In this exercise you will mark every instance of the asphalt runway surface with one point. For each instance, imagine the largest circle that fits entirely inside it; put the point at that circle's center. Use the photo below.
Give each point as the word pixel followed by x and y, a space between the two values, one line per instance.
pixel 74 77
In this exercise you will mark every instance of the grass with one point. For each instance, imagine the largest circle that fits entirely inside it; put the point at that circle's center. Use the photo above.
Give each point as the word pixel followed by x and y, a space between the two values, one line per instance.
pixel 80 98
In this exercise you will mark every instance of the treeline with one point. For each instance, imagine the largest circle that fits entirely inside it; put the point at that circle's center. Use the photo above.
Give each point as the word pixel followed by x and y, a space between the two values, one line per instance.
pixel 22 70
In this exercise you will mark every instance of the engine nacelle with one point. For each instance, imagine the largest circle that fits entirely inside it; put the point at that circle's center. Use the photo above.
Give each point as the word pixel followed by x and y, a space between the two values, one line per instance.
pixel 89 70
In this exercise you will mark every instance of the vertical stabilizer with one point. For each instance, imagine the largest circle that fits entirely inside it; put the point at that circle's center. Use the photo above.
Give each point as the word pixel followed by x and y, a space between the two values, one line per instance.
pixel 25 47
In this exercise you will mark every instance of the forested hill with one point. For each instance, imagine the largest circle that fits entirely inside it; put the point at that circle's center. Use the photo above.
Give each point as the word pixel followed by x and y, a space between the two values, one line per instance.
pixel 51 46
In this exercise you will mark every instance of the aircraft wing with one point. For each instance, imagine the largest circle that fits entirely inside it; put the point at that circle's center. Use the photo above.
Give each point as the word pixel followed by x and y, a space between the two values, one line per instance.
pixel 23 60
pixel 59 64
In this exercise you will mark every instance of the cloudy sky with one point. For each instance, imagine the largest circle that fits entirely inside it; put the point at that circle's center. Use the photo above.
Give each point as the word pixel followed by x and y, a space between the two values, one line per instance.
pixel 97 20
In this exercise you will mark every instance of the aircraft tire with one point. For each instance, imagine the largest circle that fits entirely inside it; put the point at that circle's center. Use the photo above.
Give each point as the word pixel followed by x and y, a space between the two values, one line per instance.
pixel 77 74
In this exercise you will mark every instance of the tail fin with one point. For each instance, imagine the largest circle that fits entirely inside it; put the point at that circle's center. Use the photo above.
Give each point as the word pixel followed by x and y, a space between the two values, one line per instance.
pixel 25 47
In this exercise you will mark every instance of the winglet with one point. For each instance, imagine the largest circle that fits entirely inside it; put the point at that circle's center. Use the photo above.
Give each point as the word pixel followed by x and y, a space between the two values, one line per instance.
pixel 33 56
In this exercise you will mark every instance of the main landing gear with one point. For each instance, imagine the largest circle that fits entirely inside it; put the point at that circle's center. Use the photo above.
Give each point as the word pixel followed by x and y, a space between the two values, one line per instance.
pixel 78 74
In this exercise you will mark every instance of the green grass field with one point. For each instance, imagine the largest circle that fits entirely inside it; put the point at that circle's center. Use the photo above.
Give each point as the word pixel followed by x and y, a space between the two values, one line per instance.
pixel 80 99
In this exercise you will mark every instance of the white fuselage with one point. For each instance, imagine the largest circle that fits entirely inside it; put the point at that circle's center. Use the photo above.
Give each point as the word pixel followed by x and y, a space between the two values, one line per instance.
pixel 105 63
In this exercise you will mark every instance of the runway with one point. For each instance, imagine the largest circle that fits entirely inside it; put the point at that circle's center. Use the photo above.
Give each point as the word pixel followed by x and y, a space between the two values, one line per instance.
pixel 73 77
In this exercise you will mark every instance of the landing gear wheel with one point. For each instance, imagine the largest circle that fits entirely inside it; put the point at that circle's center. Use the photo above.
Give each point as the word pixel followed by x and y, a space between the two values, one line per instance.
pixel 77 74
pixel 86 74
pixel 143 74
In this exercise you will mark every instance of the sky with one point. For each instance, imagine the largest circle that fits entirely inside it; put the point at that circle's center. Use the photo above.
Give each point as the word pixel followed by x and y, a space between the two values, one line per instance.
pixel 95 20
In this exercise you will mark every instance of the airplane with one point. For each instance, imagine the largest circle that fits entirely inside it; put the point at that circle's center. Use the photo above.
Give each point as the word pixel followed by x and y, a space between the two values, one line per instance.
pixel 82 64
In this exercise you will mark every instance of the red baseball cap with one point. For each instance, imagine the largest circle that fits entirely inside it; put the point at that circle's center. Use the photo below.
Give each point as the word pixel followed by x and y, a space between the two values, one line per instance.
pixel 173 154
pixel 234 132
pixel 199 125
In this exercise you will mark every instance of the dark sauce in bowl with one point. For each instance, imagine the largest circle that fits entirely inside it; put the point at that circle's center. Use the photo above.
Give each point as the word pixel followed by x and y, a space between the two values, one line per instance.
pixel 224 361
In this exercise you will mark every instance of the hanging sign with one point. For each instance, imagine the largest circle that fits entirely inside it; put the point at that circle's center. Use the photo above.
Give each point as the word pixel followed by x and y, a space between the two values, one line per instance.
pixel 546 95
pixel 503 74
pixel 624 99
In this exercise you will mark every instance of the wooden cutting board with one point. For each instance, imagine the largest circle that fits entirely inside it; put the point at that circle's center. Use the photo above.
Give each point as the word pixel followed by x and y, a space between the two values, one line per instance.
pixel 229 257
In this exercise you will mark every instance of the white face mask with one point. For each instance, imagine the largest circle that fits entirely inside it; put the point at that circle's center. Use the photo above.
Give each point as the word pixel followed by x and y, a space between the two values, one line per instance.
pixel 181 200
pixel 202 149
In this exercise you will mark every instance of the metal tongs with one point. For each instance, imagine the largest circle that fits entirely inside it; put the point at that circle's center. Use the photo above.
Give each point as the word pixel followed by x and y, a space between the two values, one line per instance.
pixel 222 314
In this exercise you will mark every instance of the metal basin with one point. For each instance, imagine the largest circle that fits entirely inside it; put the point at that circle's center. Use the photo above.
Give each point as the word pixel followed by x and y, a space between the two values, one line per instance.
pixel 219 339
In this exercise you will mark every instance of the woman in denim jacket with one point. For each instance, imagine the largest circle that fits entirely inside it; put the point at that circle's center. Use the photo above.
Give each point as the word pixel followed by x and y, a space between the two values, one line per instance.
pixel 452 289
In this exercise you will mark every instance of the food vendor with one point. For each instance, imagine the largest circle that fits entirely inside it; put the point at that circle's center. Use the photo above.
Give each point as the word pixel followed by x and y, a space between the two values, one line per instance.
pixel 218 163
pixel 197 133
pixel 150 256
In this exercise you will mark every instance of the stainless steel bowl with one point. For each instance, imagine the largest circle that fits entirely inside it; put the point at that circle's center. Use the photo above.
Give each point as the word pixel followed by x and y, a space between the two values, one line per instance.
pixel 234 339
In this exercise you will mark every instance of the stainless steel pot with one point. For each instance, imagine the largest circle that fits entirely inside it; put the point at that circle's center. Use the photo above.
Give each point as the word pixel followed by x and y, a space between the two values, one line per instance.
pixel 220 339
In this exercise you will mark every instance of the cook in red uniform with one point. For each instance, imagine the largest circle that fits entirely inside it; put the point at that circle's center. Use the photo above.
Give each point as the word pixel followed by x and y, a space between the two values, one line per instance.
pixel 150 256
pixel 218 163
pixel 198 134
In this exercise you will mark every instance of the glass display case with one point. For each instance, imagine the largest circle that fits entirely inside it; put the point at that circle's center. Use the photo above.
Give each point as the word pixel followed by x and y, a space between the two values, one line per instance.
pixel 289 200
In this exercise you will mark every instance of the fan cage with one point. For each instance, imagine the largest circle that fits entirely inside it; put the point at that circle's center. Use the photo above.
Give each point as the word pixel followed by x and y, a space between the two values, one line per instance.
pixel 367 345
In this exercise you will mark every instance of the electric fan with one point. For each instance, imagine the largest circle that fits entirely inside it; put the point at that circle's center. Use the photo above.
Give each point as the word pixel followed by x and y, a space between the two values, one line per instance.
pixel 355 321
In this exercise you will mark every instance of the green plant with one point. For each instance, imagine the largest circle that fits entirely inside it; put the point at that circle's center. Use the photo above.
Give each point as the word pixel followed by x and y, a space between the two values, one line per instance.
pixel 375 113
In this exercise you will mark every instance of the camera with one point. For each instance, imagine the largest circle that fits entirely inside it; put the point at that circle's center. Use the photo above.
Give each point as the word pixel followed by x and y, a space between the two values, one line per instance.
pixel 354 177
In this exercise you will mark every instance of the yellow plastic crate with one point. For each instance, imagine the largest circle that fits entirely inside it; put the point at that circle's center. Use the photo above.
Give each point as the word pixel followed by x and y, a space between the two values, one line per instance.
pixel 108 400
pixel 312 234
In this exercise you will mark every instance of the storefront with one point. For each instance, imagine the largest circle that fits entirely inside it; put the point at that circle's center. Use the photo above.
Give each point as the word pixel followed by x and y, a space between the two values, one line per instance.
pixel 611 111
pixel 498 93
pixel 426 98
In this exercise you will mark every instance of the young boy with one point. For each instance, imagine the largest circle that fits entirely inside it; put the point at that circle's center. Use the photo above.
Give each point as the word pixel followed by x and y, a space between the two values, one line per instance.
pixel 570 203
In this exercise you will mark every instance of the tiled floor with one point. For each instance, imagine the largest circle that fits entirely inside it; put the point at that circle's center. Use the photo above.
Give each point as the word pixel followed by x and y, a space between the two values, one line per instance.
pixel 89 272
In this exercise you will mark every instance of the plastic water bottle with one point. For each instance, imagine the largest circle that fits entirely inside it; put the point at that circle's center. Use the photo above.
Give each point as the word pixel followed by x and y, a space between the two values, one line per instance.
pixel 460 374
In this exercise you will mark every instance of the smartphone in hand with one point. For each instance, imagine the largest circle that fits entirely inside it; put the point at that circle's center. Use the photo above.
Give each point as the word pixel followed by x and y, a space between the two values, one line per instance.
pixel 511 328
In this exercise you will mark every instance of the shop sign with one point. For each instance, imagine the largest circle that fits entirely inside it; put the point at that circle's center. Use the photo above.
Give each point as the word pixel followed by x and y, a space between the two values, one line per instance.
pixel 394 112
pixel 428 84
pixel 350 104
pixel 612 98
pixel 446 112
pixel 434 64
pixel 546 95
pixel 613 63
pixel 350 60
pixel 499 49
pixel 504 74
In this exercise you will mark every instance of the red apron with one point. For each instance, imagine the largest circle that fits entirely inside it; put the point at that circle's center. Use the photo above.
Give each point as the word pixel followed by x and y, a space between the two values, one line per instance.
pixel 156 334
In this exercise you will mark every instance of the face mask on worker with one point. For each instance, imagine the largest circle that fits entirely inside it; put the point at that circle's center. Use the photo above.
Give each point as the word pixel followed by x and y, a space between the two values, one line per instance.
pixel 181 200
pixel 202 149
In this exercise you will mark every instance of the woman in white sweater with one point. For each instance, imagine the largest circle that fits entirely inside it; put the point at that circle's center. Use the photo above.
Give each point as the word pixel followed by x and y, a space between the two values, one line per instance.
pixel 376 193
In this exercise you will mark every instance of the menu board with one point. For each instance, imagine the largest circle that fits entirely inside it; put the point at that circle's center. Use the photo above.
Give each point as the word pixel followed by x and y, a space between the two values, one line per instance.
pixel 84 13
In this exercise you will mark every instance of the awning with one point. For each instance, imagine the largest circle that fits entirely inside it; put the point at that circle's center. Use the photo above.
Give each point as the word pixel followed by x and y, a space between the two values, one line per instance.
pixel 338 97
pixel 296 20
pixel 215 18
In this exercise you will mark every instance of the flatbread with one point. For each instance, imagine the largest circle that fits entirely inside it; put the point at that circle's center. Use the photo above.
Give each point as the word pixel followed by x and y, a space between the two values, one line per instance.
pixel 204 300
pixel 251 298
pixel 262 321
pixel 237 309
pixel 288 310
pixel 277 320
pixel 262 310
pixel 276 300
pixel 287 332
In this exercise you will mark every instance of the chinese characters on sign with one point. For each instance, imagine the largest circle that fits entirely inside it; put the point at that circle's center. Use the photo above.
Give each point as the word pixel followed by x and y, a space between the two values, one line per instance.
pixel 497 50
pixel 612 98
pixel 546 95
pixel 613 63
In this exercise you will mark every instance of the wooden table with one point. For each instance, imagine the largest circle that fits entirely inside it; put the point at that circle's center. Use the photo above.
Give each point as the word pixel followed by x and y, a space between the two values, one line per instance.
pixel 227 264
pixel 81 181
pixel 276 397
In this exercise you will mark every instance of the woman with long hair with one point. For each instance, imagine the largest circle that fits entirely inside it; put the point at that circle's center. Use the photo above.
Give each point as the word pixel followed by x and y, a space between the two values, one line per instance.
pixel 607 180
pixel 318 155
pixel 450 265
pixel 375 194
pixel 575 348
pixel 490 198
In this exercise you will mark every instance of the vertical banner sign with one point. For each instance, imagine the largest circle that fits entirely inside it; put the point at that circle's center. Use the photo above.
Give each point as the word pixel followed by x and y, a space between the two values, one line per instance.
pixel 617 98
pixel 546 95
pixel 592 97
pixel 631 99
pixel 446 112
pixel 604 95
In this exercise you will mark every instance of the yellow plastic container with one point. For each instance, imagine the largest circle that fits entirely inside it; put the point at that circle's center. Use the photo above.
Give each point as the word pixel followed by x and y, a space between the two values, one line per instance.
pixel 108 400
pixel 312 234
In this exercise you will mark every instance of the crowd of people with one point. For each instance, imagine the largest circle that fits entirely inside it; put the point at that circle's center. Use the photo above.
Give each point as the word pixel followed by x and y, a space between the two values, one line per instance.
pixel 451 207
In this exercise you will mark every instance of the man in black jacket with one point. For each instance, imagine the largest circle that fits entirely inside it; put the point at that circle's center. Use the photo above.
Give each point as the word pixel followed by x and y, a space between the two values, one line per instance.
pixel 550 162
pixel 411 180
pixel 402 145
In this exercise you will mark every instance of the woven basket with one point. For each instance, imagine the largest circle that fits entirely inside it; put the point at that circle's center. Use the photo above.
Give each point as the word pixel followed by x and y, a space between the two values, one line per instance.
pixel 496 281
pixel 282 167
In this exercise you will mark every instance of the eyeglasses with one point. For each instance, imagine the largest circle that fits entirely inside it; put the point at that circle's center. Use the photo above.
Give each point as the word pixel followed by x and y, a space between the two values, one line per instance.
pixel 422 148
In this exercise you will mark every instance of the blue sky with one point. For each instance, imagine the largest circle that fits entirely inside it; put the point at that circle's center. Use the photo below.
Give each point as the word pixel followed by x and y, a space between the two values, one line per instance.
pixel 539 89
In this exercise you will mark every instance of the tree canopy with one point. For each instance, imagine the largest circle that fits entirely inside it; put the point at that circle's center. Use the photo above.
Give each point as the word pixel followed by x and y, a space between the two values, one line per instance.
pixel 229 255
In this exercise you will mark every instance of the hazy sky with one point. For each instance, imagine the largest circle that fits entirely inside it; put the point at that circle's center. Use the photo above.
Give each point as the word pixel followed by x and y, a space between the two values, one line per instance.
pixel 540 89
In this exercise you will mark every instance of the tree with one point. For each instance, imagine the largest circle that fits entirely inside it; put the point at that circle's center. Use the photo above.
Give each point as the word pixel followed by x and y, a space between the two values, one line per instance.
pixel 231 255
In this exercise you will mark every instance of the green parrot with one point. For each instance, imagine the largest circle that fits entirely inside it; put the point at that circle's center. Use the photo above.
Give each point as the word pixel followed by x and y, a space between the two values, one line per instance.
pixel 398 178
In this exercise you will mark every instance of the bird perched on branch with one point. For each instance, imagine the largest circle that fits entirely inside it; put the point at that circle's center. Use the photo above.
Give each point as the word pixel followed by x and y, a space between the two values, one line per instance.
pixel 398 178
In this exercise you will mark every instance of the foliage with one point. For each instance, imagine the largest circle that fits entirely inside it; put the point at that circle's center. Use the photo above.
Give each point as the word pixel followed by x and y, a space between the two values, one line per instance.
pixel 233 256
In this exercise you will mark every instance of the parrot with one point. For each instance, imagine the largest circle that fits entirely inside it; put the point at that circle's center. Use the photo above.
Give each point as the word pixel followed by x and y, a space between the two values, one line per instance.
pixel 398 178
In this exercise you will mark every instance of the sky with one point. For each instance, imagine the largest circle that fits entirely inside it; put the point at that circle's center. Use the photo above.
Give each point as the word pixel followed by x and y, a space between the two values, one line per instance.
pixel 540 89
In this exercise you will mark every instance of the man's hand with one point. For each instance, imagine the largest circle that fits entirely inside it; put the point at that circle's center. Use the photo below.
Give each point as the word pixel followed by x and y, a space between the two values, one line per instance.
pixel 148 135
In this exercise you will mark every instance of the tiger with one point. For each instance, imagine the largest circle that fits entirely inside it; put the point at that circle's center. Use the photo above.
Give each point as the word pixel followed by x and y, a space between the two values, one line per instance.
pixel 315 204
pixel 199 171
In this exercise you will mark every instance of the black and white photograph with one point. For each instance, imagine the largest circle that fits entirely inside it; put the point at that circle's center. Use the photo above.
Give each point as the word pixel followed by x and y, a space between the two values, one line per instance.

----------

▶ _WORK TO COMPLETE_: Wherever the string "woman" occurs in the records, copy the line it is in.

▶ _RESPONSE TO THIS TASK_:
In this exercise you will mark every instance of the woman in denim jacket with one point. For each instance, imagine the largest circle that fits entirely inside it; put the point at that circle's center. Use the photo above.
In this exercise you will mark every instance of the woman in white sweater with one point. For each instance, imagine the largest circle that fits entirely inside it; put the point at that circle's center. Use the photo above.
In this exercise you will mark every instance of the woman with long hair with one point. For each instance, imagine the largest circle that fits entirely inside it; put the point at that circle's center. Use the photo above.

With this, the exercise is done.